**What you will do:** Retype, word for word, the part of the forum thread that begins with the words containing "Planned on going" and ends with "the red plastic.".

**Extracted text:**
**********
4. put your cursor where you want the photo to be
5. click on icon "insert image" in your menu, paste the above link and click OK

The message editor will insert (your) link to your photo between image tags and your photo should show once you use the "Preview Post" button to - preview:












Make changes if needed and "Submit Reply" once you're ready to publish your post.


Cheers,


----------



## AngryGiraffe (Sep 21, 2014)

A3-Owner said:


> Need to get up to the mountains with you again AG. I am going winterized too with the wheels/tires/height here in a bit with the cooler weather coming.


Yeah man! Unfortunately I am winterizing the car the weekend after the HPR track day. Unless it starts to snow in the mountains then I am going to do it as soon as I get back from the track. I will probably stop by the Prestigue Imports Oktoberfest this Saturday. Let me know if you plan on going and want to go for a drive before/after the car show.


----------



## adlerlaxking (Oct 28, 2013)

AngryGiraffe said:


> Yeah man! Unfortunately I am winterizing the car the weekend after the HPR track day. Unless it starts to snow in the mountains then I am going to do it as soon as I get back from the track. I will probably stop by the Prestigue Imports Oktoberfest this Saturday. Let me know if you plan on going and want to go for a drive before/after the car show.


AG!! I haven't been on the forums in a hot moment, but I'm back! Hopefully I'll see you around town and snap some pics or something! :thumbup:


----------



## AngryGiraffe (Sep 21, 2014)

Planned on going up to the mountains and playing in the snow today, but this morning I woke up to a dead battery. Jumped the car and brought it to work so I could swap out the battery. I got a group 48 from Napa. It came with a 36 month warranty and they delivered to the shop so I didn't have to bring them the core. While I was there I installed my DeAutoLED rear brake, rear fog, and rear directional bulbs. Damn! They are super bright and clean looking. With regular amber bulbs the turn signals always just looked red. Now they look yellow. The bulbs shine through the red plastic.
**********
**Material:**
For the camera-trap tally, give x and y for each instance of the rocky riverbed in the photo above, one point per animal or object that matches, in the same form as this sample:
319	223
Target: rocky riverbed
**********
**Completed task:**
Planned on going up to the mountains and playing in the snow today, but this morning I woke up to a dead battery. Jumped the car and brought it to work so I could swap out the battery. I got a group 48 from Napa. It came with a 36 month warranty and they delivered to the shop so I didn't have to bring them the core. While I was there I installed my DeAutoLED rear brake, rear fog, and rear directional bulbs. Damn! They are super bright and clean looking. With regular amber bulbs the turn signals always just looked red. Now they look yellow. The bulbs shine through the red plastic.